TASK STATEMENT » For each line of the material, write out an exact copy.

EXCERPTED RECORDS »
'''
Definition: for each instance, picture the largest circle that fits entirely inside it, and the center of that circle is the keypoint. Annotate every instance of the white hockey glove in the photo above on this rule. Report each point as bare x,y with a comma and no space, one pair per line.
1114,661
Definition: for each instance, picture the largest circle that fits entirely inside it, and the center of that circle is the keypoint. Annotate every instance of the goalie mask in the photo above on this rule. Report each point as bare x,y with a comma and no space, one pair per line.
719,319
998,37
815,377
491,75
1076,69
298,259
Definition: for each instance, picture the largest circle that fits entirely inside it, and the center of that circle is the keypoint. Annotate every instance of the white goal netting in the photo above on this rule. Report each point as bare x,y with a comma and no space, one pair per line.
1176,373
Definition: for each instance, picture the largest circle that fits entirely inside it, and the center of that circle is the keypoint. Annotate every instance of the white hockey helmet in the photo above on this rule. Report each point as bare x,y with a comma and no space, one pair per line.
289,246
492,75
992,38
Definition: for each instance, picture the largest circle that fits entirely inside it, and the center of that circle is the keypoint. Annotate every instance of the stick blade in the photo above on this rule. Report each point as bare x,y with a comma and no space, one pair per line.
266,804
'''
RESULT OF THIS EXERCISE »
Definition: for each instance, picture the largest circle that fits entirely inside it, and the center of that circle is the keypoint. Annotate every instance of the white hockey glove in the photo above on this rule. Report each point as bare x,y with a comma and no space, one pair per line.
1114,661
Definition: for each instance, picture the largest circle that fits entirely inside it, and the center of that circle is the keypoint. Annotate every instance of the goalie mask in the photo above on this rule. Report each point as bare x,y with a comma and no space, one pair per line.
719,319
998,37
815,377
491,75
1076,69
298,259
Definition: for each instance, picture the largest circle that fits entirely inside it, and the center of that circle is the keypoint. Annotate every instance of the white goal netting in the photo above on this rule. Report each point as bare x,y with a comma and no space, one pair per line.
1176,373
Definition: for each instance, picture the largest circle that fits entirely inside it, and the center of that circle is the keypoint. Annotate every instance of the white hockey helmet in the photo above on this rule. Report each point as bare x,y with a comma and no space, one pair per line.
289,246
492,75
992,38
Definition: for each instance, picture the largest circle that fits entirely inside it, and the center of that circle is the keypoint. Annotate every instance of the stick blade in the photo above on this rule. Report each point as bare x,y with a comma and no space, one pair per line.
266,804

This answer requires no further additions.